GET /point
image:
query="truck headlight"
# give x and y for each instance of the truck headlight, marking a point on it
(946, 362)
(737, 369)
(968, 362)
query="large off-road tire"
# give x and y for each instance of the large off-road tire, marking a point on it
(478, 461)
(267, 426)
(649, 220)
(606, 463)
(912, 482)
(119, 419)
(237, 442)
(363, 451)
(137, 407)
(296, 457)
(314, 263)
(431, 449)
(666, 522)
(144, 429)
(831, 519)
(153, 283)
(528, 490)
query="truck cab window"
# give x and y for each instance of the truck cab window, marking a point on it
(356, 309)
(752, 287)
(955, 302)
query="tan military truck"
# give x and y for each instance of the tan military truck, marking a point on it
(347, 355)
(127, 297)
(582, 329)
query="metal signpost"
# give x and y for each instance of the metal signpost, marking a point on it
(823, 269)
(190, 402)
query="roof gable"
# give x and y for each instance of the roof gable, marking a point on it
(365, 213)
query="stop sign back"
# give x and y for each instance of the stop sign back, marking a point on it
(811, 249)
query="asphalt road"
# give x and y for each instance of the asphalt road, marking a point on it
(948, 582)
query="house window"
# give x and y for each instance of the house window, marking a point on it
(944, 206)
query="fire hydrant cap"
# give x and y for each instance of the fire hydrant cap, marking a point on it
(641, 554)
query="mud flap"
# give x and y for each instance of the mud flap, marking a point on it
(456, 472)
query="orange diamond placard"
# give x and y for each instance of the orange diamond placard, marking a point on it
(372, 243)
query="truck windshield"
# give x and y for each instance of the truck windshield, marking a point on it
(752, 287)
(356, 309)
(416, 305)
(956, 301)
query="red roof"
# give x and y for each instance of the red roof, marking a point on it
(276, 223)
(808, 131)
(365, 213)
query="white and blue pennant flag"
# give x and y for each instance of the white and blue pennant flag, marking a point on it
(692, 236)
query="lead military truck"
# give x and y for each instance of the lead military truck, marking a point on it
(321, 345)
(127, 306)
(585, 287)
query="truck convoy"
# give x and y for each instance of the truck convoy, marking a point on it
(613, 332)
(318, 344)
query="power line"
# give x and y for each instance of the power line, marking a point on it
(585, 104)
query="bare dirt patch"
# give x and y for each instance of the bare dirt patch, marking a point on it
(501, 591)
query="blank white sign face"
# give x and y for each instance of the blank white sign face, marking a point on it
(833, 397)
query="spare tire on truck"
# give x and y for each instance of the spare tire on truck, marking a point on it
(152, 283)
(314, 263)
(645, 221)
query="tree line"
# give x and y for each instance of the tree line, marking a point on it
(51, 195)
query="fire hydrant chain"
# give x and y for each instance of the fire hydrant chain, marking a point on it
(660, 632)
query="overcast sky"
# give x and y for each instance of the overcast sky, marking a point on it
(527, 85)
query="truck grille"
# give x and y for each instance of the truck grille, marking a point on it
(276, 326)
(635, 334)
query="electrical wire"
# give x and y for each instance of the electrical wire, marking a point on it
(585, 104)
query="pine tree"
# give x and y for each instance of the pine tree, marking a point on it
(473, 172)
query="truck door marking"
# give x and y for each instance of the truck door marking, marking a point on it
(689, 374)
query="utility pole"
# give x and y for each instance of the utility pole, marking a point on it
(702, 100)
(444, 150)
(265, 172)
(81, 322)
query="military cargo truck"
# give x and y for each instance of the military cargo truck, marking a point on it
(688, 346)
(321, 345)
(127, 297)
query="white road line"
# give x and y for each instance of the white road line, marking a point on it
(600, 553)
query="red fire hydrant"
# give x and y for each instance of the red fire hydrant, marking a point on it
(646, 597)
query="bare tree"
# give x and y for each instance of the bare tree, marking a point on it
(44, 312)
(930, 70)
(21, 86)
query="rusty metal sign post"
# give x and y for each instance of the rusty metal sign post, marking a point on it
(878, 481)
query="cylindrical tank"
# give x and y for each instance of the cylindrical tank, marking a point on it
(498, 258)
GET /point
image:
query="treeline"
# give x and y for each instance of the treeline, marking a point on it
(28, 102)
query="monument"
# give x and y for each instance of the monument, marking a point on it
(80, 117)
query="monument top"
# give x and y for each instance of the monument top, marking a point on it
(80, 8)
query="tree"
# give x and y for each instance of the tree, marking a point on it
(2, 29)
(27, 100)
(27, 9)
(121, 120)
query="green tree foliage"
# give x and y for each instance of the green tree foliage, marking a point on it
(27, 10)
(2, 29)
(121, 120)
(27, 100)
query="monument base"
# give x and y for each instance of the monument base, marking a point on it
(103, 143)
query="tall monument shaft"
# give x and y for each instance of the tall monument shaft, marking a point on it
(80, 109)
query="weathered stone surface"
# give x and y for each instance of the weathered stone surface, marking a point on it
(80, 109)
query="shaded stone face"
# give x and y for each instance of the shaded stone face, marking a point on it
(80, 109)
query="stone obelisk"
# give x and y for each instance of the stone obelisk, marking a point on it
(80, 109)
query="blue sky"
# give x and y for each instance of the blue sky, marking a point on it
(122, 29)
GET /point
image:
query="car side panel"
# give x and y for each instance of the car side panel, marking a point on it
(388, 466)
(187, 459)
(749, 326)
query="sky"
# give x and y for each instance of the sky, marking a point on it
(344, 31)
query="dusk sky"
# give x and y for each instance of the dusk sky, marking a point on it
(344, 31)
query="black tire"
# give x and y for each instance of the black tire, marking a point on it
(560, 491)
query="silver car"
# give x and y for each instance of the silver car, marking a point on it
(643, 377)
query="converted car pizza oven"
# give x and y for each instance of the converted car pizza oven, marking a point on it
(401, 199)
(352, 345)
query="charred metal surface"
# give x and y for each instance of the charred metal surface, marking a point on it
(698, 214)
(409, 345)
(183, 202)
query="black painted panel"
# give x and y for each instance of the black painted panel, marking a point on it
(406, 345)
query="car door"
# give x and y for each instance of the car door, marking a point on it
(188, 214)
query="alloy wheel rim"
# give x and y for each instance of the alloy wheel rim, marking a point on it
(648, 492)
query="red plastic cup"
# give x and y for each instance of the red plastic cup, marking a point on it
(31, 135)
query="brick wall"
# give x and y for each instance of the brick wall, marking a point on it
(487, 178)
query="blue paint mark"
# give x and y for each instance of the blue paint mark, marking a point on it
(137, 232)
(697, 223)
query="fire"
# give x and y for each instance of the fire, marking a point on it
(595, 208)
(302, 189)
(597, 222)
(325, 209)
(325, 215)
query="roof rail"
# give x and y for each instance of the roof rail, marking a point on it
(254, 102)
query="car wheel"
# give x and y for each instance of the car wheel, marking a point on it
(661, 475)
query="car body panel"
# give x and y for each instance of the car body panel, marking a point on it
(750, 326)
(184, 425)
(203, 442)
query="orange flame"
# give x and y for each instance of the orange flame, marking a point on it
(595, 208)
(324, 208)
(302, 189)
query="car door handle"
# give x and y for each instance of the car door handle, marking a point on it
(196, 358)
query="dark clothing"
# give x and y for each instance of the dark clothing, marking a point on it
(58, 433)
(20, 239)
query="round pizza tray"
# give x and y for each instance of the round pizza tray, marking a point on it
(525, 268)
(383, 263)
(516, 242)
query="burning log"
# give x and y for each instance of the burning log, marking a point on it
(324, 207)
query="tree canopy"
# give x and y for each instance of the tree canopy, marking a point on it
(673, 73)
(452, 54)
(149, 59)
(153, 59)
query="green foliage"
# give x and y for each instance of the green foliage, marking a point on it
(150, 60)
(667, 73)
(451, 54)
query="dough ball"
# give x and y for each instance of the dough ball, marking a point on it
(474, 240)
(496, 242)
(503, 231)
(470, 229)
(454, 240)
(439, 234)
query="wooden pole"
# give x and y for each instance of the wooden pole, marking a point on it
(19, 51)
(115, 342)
==*==
**What you will do**: Repeat all the entries exactly as given.

**Answer to the exercise**:
GET /point
image:
query="truck headlight"
# give x and y for each instance of the truck headlight, marking a point on it
(946, 362)
(737, 369)
(968, 362)
query="large off-road tire"
# give x and y for each instance of the large off-road tire, marking a point on it
(478, 461)
(267, 426)
(649, 220)
(606, 463)
(912, 482)
(119, 419)
(237, 442)
(363, 451)
(137, 407)
(296, 457)
(314, 263)
(431, 449)
(666, 522)
(144, 429)
(831, 519)
(153, 283)
(528, 490)
query="truck cab window"
# give x and y for each instance of the truck cab window, marking a point on it
(356, 309)
(752, 287)
(955, 302)
query="tan military truck"
# give x and y for each instance of the tan military truck, marking a point on it
(347, 355)
(127, 297)
(582, 329)
query="metal signpost"
# give x and y for each instance of the metal signpost, marking a point on it
(823, 269)
(190, 402)
query="roof gable"
# give x and y for each instance of the roof gable, marking a point on it
(365, 213)
query="stop sign back"
# give x and y for each instance of the stop sign back, marking a point on it
(811, 249)
query="asphalt road"
# give x and y for each instance of the asphalt road, marking a point on it
(948, 582)
query="house window"
# give x and y for each instance of the house window, marking a point on it
(944, 206)
query="fire hydrant cap"
# give x and y for each instance of the fire hydrant cap, marking a point on it
(641, 554)
query="mud flap"
# give x and y for each instance of the mud flap, marking a point on it
(456, 472)
query="orange diamond placard"
# give x and y for each instance of the orange diamond placard, marking a point on it
(372, 243)
query="truck windshield"
# give x and y for each instance of the truck windshield, marking a point on it
(752, 287)
(356, 309)
(416, 305)
(956, 301)
query="red roof"
# give x and y for each instance of the red roof, marking a point on it
(276, 223)
(808, 131)
(365, 213)
query="white and blue pennant flag"
# give x and y for each instance of the white and blue pennant flag, marking a point on it
(692, 236)
query="lead military truck"
# give x and y for each instance of the lead military truck, marking a point on it
(321, 345)
(127, 306)
(585, 287)
query="truck convoy"
# give x and y for each instance of the truck convoy, marking a point on it
(613, 332)
(318, 344)
query="power line"
# give x and y for each instance of the power line, marking a point on it
(585, 104)
query="bare dirt patch"
# give x and y for each instance of the bare dirt patch, marking a point on it
(501, 591)
query="blank white sign face"
# give x and y for each instance of the blank white sign face, marking a point on it
(833, 397)
query="spare tire on truck"
# give x and y for each instance of the spare tire on truck, marking a point on it
(152, 283)
(314, 263)
(645, 221)
query="tree line"
# give x and y for each instance of the tree line, marking a point on it
(51, 195)
query="fire hydrant chain"
# give x and y for each instance of the fire hydrant chain, marking a point on it
(660, 632)
query="overcast sky"
# give x and y for each instance of the overcast sky, marking a point on it
(527, 85)
query="truck grille"
# give x and y for each instance of the truck grille, marking a point on it
(276, 326)
(635, 334)
query="electrical wire"
# give x and y for each instance of the electrical wire, marking a point on it
(585, 104)
query="pine tree"
# give x and y for each instance of the pine tree, marking a point on it
(473, 172)
query="truck door marking"
# give x and y for each instance of the truck door marking, marking a point on it
(689, 374)
query="utility pole"
# give x and y for each instance of the utility pole, marking a point on it
(702, 100)
(444, 150)
(265, 172)
(81, 322)
query="military cargo truck"
# give x and y for each instance of the military cargo truck, marking a point on it
(688, 346)
(321, 345)
(127, 297)
query="white road line"
# give x and y for each instance of the white road line, marking a point on it
(600, 553)
query="red fire hydrant"
# give x and y for each instance of the red fire hydrant, marking a point on it
(646, 597)
query="bare tree"
# give x and y for each instance of the bare tree, marking a point on it
(44, 312)
(930, 70)
(21, 86)
query="rusty metal sign post"
# give x and y for each instance of the rusty metal sign post, marking a point on it
(878, 481)
query="cylindrical tank"
# give x and y for each instance of the cylindrical tank, marking a point on it
(498, 258)
GET /point
image:
query="treeline"
# give x and y for each instance of the treeline, marking a point on it
(28, 102)
query="monument"
# give x and y for each instance of the monument, marking a point on it
(80, 117)
query="monument top"
# give x and y for each instance of the monument top, marking a point on it
(80, 8)
query="tree"
# give x and y for each instance of the tree, marking a point on it
(2, 29)
(27, 100)
(27, 9)
(121, 120)
query="green tree foliage"
# give x and y for each instance of the green tree foliage, marking a point on it
(27, 10)
(2, 29)
(121, 120)
(27, 100)
query="monument base"
# give x and y for each instance of the monument base, marking a point on it
(103, 143)
query="tall monument shaft"
# give x and y for each instance of the tall monument shaft, marking a point on it
(80, 109)
query="weathered stone surface"
# give x and y for each instance of the weathered stone surface, marking a point on it
(80, 109)
query="shaded stone face"
# give x and y for each instance of the shaded stone face, marking a point on it
(80, 109)
query="stone obelisk"
# give x and y for each instance of the stone obelisk, marking a point on it
(80, 109)
query="blue sky"
# give x and y for each instance of the blue sky, marking a point on it
(122, 29)
GET /point
image:
query="car side panel"
# give x and y for each instance of the car side panel, marking a point on it
(388, 466)
(187, 459)
(749, 326)
query="sky"
# give x and y for each instance of the sky, marking a point on it
(344, 31)
query="dusk sky"
# give x and y for each instance of the dusk sky, marking a point on it
(344, 31)
query="black tire"
# give x and y for each instance of the black tire, marking a point on it
(560, 491)
query="silver car"
# give x and y for each instance of the silver car, marking a point on it
(643, 377)
query="converted car pizza oven"
# give x and y for each instance of the converted car pizza oven, marking a point on it
(401, 199)
(352, 345)
query="charred metal surface"
# give x and y for each instance of the charred metal surface, marking a point on it
(698, 214)
(409, 345)
(183, 202)
query="black painted panel"
# give x and y for each instance of the black painted panel, marking a point on it
(406, 345)
query="car door"
# give x and y for each instance of the car door, marking a point on it
(188, 214)
query="alloy wheel rim"
# give x and y for each instance of the alloy wheel rim, marking a point on it
(648, 492)
query="red plastic cup"
# give x and y for each instance of the red plastic cup, marking a point on it
(31, 135)
query="brick wall"
# give x and y for each instance of the brick wall, marking a point on it
(487, 178)
query="blue paint mark"
# give x and y for each instance of the blue paint mark, marking a point on it
(137, 232)
(697, 223)
query="fire"
# give x and y for each instance of the fire, marking a point on it
(595, 208)
(302, 189)
(597, 222)
(325, 209)
(325, 215)
query="roof rail"
# give x and y for each instance of the roof rail, marking a point on it
(254, 102)
query="car wheel"
# give x and y for each instance of the car wheel, marking a point on it
(661, 475)
query="car body panel"
# give x and y for each instance of the car body panel, marking a point on it
(750, 326)
(184, 425)
(203, 442)
query="orange flame"
# give x and y for each instance of the orange flame, marking a point on it
(595, 208)
(324, 208)
(302, 189)
query="car door handle"
# give x and y for each instance of the car door handle, marking a point on it
(196, 358)
query="dark clothing"
# give x and y for each instance of the dark clothing, marking a point on it
(58, 433)
(20, 239)
query="round pizza tray"
# give x and y for each instance of the round pizza tray, marking a point on it
(525, 268)
(383, 263)
(516, 242)
query="burning log"
# give x and y for each instance of the burning log, marking a point on it
(324, 207)
query="tree canopy"
# give x and y for each instance of the tree canopy, marking a point on it
(673, 73)
(452, 54)
(149, 59)
(153, 59)
query="green foliage"
# give x and y for each instance of the green foliage, marking a point on it
(150, 60)
(667, 73)
(451, 54)
query="dough ball"
# give x and y for each instance of the dough ball, marking a point on it
(474, 240)
(496, 242)
(503, 231)
(470, 229)
(454, 240)
(439, 234)
query="wooden pole"
# give x and y for each instance of the wooden pole, marking a point on it
(19, 51)
(115, 342)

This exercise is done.